Document text »

»»

Everyone seems to want to build a portal site these days. Portals are hot! Everywhere you turn around the word is mentioned, but who knows what it really means? Then there are the variations: B2B Portals, B2C Portals, Vortals, Corporate Portals, and Community Portals.
The Basics
Let's start with the basics. The dictionary defines portal this way: Portal (pôrtl) noun
1. A doorway, an entrance, or a gate, especially one that is large and imposing.
2. An entrance or a means of entrance: the local library, a portal of knowledge.
An Internet portal is an entrance as well. It's a place to go to find a wide range of services, content and commerce offerings in one convenient location.
The first sites to be called portal sites were the early search engine and directory sites such as Yahoo, Excite, MSN, and AOL. These sites started simply, but soon became a central gathering point where you could find a huge array of resources and services.
Today portals offer search engines; email; customised news, weather, sports; planners, calendars, and contact managers, chat; discussion forums, external content on a wide range of topics and e-commerce just to name a few. Portals have exploded into a massive market, with size estimates in the tens of billions of dollars.
What sets Portals apart from an ordinary corporate web?
A year or two back it was fashionable to have a web presence. With beautiful graphics and fancy design work, with the one trying to outdo the other with slow downloading pictures. Companies published their Mission and Vision Statements (in case there was one or two people interested in corporate talk), the statutory Contact Us (usually detail you could find in any telephone directory), About Us (in case you did not know what the company did).
Later some content masquerading in the form of News was added, or the latest stock figures (one soon discovered that the info had not been updated regularly because it was a pain to do so) and some attempt at useful “other” information, links or gimmicks such as financial calculators etc.
All this worked fine in quieting the corporate conscience until a survey showed that of 850 board members and directors surveyed, 78% did not know what their company’s web address was and a staggering 93% had never bothered to look at their own site in a year!

««

Extracted data »

»»

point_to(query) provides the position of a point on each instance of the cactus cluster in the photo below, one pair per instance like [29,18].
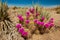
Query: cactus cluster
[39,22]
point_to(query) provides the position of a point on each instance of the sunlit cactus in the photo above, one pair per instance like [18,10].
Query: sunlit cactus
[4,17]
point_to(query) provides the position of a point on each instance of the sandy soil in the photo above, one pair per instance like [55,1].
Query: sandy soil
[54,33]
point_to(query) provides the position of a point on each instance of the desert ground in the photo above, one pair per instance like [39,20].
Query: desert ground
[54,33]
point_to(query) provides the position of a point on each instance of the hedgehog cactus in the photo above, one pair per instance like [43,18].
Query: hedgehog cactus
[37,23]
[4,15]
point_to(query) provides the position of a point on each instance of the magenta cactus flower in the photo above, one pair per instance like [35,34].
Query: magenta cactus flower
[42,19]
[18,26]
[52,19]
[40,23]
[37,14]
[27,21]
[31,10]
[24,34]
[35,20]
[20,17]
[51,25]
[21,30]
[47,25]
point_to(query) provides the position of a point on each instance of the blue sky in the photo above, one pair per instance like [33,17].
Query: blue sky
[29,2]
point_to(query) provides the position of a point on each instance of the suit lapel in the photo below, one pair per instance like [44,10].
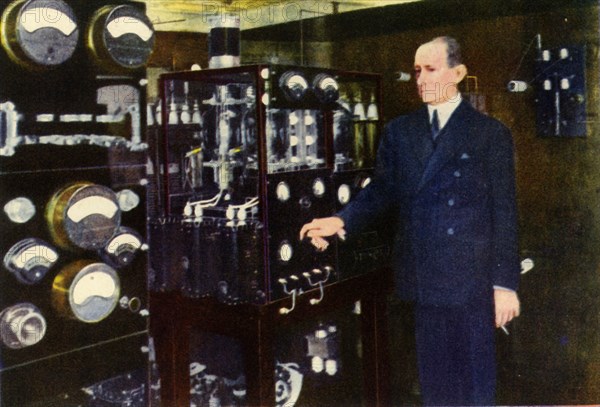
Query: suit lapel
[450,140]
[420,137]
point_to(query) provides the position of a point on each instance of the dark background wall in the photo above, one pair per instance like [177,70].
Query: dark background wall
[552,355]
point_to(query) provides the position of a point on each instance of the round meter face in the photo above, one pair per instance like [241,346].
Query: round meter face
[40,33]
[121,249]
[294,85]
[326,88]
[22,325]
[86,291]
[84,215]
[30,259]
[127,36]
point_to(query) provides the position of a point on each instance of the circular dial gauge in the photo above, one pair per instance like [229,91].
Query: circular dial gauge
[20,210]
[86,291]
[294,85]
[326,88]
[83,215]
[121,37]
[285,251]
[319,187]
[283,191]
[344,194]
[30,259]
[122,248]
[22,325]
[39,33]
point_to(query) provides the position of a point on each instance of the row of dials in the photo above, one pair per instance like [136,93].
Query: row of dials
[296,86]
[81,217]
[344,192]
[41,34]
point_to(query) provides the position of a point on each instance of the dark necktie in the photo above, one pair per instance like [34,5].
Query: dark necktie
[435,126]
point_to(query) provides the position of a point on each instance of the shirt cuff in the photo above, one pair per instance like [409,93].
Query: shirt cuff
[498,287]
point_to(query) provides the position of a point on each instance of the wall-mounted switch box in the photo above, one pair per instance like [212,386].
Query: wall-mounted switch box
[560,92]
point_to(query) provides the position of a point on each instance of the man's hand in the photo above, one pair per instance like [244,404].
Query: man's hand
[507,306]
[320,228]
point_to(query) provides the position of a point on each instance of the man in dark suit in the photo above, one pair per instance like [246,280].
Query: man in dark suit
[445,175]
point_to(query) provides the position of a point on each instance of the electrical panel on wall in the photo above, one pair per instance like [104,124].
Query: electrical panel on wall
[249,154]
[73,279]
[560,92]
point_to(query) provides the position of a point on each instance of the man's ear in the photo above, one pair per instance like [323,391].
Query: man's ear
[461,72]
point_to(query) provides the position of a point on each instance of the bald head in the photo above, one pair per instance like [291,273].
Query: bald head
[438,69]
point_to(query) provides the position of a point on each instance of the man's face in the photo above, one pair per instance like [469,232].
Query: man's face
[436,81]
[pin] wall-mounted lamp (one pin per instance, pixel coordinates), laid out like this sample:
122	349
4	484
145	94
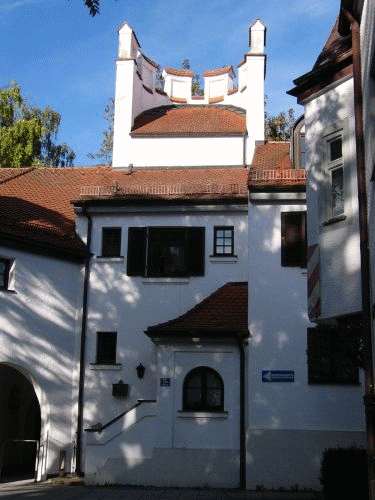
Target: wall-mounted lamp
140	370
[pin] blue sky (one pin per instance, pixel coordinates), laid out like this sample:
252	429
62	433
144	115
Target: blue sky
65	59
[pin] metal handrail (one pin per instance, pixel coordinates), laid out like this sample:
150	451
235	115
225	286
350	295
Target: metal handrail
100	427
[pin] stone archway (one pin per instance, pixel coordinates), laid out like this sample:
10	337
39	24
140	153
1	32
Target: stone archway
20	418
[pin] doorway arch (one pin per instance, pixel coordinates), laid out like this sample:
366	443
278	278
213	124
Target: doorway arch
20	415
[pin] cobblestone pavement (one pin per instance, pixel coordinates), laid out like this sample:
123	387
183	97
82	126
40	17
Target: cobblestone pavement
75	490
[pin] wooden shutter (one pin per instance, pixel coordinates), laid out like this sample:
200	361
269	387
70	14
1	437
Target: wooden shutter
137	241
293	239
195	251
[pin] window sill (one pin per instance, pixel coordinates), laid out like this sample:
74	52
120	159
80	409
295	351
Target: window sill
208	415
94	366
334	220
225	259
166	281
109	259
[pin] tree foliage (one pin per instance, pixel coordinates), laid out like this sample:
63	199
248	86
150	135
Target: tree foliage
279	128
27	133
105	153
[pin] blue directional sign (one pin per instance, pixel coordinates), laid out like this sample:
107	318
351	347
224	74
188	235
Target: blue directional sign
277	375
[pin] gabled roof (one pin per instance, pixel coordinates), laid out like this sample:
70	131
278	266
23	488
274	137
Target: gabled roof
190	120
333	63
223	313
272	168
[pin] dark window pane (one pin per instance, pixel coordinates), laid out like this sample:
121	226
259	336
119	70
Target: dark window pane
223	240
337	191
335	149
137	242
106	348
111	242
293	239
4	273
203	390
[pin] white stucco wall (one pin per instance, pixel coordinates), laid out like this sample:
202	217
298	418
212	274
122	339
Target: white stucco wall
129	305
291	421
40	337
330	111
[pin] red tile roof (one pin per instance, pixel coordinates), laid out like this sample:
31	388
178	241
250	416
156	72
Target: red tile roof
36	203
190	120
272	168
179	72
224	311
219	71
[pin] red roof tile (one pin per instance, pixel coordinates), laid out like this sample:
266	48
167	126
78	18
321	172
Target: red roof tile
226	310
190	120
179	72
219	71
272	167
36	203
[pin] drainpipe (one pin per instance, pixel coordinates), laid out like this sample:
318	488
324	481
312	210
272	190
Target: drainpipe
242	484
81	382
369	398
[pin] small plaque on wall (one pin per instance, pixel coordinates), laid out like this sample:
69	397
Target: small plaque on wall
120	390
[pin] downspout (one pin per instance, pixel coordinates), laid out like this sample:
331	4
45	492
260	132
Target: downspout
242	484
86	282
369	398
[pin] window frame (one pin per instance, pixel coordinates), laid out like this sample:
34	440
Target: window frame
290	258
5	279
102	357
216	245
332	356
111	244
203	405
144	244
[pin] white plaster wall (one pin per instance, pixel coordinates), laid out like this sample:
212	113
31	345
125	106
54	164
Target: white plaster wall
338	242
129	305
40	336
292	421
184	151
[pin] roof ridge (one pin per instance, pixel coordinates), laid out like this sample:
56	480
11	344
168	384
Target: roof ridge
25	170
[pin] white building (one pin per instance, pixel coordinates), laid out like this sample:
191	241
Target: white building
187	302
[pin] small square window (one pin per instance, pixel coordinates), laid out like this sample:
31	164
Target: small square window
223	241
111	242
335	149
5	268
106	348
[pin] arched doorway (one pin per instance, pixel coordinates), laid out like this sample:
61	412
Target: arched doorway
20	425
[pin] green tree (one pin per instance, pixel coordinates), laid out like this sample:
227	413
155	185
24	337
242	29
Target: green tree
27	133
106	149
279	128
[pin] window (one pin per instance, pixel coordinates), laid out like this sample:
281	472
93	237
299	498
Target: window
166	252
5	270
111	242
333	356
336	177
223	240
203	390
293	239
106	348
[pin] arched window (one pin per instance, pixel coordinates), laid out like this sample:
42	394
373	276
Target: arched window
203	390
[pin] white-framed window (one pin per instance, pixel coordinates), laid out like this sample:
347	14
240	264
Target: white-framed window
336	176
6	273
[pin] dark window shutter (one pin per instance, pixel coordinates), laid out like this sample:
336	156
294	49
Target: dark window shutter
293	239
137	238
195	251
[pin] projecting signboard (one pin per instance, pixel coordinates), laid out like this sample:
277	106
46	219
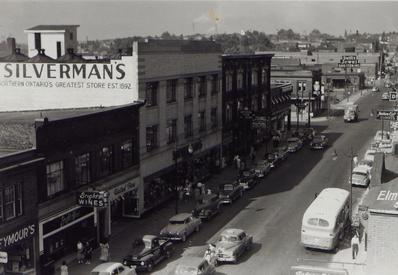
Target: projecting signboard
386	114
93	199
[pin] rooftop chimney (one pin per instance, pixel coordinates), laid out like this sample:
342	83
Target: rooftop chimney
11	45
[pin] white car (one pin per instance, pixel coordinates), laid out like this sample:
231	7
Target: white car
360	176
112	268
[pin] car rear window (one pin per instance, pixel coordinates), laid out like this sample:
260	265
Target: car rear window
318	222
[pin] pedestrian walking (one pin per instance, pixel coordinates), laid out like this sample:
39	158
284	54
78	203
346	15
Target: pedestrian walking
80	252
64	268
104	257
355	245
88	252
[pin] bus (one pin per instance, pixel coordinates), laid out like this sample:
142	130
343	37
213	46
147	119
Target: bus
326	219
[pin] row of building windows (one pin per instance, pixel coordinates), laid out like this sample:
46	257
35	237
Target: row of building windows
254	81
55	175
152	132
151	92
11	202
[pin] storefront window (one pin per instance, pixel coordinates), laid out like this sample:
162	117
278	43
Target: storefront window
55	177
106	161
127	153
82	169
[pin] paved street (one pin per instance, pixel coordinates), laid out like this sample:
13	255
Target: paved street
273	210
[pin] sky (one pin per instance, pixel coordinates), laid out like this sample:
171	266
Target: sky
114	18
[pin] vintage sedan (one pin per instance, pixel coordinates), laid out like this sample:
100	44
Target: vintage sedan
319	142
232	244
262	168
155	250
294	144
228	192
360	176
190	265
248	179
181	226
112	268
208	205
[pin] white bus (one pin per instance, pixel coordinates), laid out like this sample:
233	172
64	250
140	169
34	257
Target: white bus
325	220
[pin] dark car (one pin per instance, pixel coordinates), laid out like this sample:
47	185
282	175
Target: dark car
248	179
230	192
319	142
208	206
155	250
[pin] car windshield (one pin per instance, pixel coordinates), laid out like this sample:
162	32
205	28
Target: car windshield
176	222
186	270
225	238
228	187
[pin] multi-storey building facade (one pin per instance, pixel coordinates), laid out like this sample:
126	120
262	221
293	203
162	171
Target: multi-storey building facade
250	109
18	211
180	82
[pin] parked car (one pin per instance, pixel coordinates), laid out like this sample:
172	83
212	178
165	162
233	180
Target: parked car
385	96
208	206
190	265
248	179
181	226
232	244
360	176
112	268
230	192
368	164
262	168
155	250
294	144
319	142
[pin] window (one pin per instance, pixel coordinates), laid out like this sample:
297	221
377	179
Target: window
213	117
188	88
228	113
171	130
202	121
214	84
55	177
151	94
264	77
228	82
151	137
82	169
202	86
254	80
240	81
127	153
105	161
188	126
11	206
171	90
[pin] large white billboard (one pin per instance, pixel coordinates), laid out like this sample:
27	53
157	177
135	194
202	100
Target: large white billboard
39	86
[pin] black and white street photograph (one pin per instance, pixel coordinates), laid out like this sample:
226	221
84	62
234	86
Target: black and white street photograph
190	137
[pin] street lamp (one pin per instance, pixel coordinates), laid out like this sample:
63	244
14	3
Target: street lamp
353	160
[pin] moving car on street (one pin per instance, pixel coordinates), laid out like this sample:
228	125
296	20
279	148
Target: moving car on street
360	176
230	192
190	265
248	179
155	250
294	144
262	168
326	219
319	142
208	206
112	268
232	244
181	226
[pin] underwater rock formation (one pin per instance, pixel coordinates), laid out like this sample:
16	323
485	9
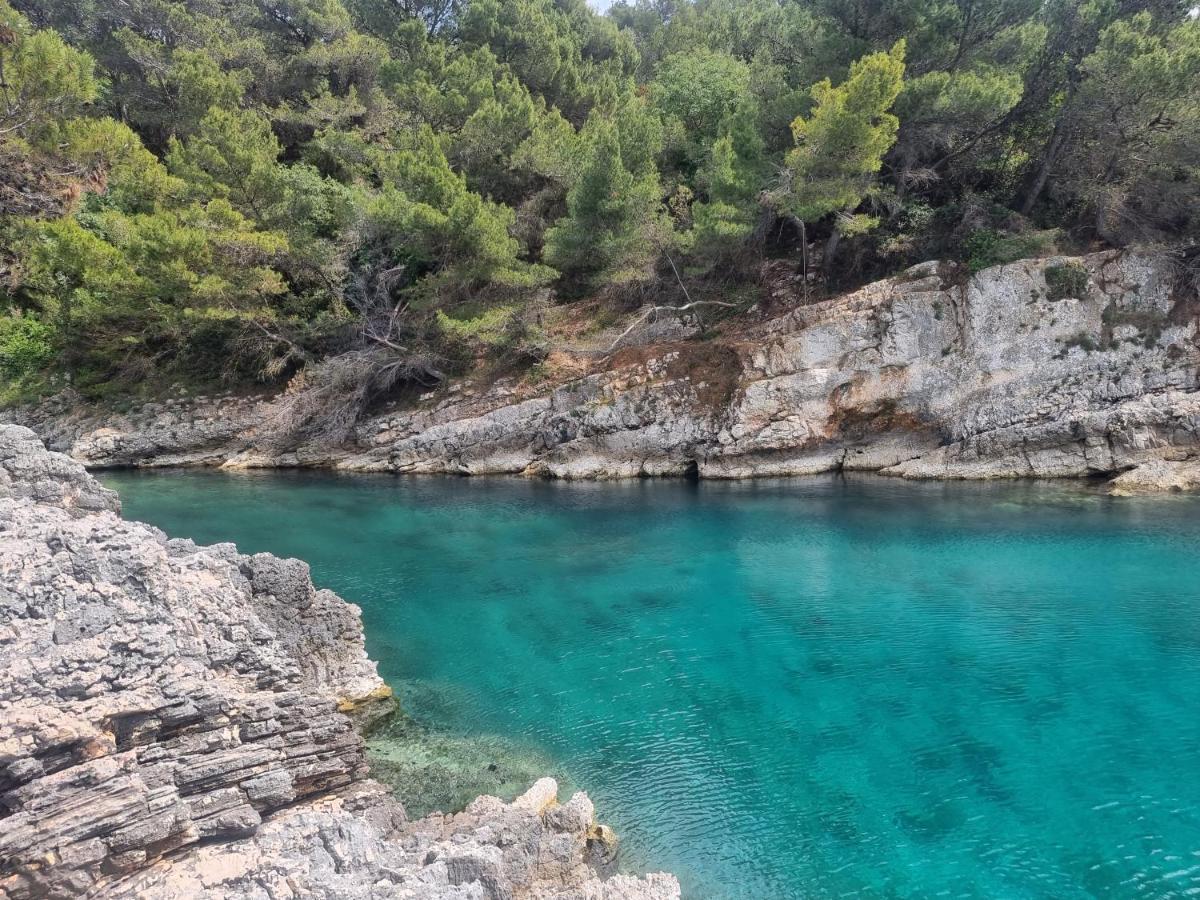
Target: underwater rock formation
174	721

««

Exercise set »
1/ Rewrite the paragraph of the portal article that begins "Today portals offer" as a short bulleted list. Keep its main facts.
2/ Please write out the passage of the portal article between "Today portals offer" and "ordinary corporate web?", inclusive.
3/ List the early search engine and directory sites that the portal article names as the first to be called portal sites.

Responses per task »
1/
- Services portals offer today include:
  - search engines
  - email
  - customized news, weather and sports
  - planners, calendars and contact managers
  - chat
  - discussion forums
  - external content on a wide range of topics
  - e-commerce
- Portals have become a massive market, estimated in the tens of billions of dollars.

2/
Today portals offer search engines; email; customised news, weather, sports; planners, calendars, and contact managers, chat; discussion forums, external content on a wide range of topics and e-commerce just to name a few. Portals have exploded into a massive market, with size estimates in the tens of billions of dollars.
What sets Portals apart from an ordinary corporate web?

3/
- Yahoo
- Excite
- MSN
- AOL